### Given exercise
Copy out, exactly as given, every line from the line with "Where can you see the blurred background foliage?" to the end of the listing, both of those lines included.

### Supplied data
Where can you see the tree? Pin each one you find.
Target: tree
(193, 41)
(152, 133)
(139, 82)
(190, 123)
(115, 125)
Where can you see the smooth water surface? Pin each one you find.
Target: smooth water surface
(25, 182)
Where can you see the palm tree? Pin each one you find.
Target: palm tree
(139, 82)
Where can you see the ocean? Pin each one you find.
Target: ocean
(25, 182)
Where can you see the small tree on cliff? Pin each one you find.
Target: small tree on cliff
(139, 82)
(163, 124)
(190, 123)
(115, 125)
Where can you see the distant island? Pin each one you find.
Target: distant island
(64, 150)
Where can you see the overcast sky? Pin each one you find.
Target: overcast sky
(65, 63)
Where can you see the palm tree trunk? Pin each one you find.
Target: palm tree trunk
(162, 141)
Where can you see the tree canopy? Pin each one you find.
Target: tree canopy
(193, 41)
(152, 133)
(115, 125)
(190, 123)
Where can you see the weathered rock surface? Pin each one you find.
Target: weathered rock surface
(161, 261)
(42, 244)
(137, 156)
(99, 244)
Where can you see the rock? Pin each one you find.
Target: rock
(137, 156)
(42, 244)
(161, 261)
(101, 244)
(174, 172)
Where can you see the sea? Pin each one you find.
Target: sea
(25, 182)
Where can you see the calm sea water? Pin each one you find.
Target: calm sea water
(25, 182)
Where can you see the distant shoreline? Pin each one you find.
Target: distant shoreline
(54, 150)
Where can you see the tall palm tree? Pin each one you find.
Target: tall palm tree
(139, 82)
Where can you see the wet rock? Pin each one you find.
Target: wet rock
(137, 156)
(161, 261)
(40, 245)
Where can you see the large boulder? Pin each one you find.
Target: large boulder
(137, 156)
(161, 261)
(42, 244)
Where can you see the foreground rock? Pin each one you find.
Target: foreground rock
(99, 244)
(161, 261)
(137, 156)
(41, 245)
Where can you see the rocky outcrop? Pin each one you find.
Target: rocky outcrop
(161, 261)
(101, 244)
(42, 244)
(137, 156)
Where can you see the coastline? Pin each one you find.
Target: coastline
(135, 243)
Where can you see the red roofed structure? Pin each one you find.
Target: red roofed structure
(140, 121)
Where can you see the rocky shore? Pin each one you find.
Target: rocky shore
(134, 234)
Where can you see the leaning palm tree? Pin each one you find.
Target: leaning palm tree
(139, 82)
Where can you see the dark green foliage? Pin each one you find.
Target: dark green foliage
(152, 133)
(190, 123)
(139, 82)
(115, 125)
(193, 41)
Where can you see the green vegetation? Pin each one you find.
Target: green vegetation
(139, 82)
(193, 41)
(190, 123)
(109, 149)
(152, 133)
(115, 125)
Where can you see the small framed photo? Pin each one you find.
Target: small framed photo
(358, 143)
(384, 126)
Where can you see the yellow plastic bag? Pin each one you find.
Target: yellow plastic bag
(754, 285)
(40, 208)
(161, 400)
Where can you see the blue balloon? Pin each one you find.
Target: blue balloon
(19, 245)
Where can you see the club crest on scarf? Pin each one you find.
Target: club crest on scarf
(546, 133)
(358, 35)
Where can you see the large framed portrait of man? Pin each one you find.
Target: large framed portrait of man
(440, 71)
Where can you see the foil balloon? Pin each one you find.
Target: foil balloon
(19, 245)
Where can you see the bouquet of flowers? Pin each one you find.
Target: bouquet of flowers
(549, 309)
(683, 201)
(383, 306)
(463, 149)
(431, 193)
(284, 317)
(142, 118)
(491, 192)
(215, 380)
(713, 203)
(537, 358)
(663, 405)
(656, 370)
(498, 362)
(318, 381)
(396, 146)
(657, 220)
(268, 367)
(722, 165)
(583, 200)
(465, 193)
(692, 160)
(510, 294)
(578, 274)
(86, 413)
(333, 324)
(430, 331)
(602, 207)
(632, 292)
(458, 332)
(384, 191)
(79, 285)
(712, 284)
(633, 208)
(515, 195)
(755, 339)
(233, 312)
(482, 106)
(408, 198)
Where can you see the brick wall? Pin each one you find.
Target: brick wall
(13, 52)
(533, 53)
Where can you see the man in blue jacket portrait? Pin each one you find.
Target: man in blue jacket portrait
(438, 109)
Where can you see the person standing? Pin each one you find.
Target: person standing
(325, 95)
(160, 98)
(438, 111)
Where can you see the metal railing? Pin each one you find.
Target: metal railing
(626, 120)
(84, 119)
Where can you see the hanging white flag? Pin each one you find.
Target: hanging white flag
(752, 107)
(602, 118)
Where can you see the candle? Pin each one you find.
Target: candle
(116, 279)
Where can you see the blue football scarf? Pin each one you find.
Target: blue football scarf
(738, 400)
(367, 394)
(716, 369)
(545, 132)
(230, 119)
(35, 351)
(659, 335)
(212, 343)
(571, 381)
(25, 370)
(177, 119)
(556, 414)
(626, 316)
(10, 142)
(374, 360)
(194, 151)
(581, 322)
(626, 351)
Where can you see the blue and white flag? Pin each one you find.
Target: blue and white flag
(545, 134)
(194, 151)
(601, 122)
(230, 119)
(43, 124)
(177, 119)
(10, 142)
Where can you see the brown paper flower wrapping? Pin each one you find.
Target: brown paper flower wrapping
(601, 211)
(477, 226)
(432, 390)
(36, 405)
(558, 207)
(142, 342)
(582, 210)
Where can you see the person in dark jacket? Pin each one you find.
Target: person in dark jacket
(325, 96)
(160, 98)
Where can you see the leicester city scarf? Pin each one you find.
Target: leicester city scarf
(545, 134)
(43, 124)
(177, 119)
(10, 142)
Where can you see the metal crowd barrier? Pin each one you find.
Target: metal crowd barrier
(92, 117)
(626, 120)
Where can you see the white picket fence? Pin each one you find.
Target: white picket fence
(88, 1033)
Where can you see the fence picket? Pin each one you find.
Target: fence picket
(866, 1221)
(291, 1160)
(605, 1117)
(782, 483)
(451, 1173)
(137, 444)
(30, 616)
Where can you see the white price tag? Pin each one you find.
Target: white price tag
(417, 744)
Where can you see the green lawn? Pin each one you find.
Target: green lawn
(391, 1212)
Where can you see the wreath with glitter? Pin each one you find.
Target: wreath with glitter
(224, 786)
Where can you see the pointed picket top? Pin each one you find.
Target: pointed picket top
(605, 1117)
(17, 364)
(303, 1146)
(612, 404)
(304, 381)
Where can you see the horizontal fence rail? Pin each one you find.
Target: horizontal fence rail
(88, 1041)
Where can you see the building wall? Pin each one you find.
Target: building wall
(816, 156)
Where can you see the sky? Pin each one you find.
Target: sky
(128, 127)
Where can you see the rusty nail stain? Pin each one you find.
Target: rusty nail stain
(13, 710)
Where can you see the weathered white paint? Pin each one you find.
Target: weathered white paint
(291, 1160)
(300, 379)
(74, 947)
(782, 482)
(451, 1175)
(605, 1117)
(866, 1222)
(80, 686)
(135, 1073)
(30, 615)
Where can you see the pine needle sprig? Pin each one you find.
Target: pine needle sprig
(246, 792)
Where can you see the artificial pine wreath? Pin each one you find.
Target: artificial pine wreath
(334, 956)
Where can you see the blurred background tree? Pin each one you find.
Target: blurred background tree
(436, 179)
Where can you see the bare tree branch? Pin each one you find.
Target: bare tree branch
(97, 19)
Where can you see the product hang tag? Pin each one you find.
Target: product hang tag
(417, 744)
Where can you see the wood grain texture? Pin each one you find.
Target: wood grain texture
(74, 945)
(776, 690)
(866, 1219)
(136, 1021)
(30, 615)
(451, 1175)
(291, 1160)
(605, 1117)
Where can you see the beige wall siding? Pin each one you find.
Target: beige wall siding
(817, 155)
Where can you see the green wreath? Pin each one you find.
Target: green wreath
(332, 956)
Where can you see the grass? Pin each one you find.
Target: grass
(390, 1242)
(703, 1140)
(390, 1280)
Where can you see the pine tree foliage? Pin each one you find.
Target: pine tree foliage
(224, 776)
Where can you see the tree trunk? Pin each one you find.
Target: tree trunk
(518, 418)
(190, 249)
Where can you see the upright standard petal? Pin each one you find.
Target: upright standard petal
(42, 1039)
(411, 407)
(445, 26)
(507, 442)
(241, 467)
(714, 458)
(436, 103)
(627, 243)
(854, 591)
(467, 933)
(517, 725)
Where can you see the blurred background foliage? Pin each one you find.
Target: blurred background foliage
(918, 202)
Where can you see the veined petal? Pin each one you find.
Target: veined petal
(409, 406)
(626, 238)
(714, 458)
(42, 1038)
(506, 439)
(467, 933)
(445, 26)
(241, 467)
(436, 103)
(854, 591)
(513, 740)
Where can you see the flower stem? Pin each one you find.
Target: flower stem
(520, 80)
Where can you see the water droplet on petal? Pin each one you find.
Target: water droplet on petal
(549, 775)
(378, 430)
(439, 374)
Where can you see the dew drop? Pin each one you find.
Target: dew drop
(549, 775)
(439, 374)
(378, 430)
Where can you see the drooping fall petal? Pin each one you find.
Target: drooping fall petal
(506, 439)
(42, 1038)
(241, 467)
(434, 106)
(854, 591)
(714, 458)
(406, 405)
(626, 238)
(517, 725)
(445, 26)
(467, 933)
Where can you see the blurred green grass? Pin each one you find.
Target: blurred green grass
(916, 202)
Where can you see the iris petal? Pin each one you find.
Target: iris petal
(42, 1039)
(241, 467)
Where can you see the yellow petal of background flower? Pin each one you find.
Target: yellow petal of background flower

### Solution for this exercise
Where can you see the blurred background foliage? Pin each one you find.
Target: blurred background foliage
(918, 202)
Where can you see the veined petal? Pin each one you find.
Target: veined petal
(409, 406)
(626, 238)
(714, 458)
(42, 1038)
(506, 439)
(467, 933)
(445, 26)
(241, 467)
(436, 103)
(854, 591)
(513, 740)
Where can you see the flower stem? Pin each one you find.
Target: flower stem
(520, 80)
Where can you see the water droplet on petal? Pin each one you find.
Target: water droplet on petal
(549, 775)
(378, 430)
(439, 374)
Where can you see the dew drop? Pin each one you find.
Target: dew drop
(549, 775)
(439, 374)
(378, 430)
Where can you see the drooping fall petal? Pin each one you find.
Target: drooping fall petal
(506, 439)
(42, 1038)
(241, 467)
(434, 106)
(854, 591)
(714, 458)
(406, 405)
(626, 238)
(517, 725)
(445, 26)
(467, 933)
Where can you see the blurred green grass? Pin each one you find.
Target: blurred green grass
(916, 202)
Where can you see the iris petal? Pin each one you find.
Target: iris petal
(42, 1039)
(241, 467)
Where can you see the yellow petal of background flower? Pin each one you find.
Target: yellow petal of background flower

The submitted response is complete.